**Task requirements**
Can you write out the data below again, substituting "single point" for every "single dot" and leaving everything else unchanged? Omit the pictures.

** Start of Exercise input **

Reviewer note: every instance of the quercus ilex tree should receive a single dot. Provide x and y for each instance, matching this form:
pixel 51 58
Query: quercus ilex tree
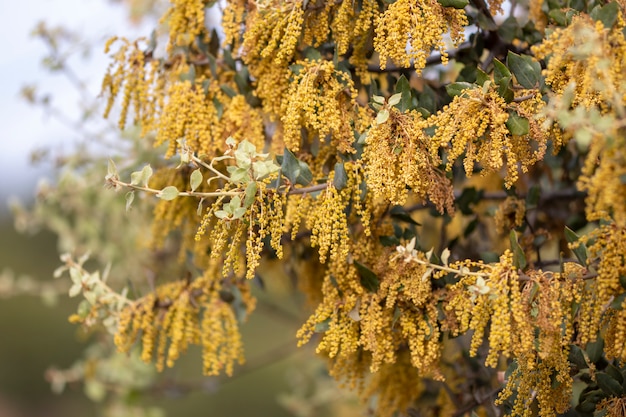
pixel 444 178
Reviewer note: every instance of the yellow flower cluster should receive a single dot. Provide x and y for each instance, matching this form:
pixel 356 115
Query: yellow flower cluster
pixel 608 247
pixel 420 24
pixel 189 115
pixel 185 19
pixel 397 156
pixel 179 314
pixel 391 330
pixel 143 88
pixel 268 215
pixel 321 99
pixel 530 320
pixel 591 57
pixel 273 29
pixel 601 178
pixel 474 125
pixel 329 225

** End of Exercise input **

**Exercise result**
Reviewer note: every instance of the quercus ilex tree should receive a single point. Provide x and y for each instance, matching this form:
pixel 51 58
Query: quercus ilex tree
pixel 444 178
Reviewer note: every instance of the yellow flower cluster should receive a single point. Provide x and y for each instance, matching this form:
pixel 356 115
Query: yellow flower cluster
pixel 608 247
pixel 420 24
pixel 189 115
pixel 185 19
pixel 397 156
pixel 179 314
pixel 391 330
pixel 143 88
pixel 268 215
pixel 321 99
pixel 530 320
pixel 591 57
pixel 273 29
pixel 601 178
pixel 474 125
pixel 329 225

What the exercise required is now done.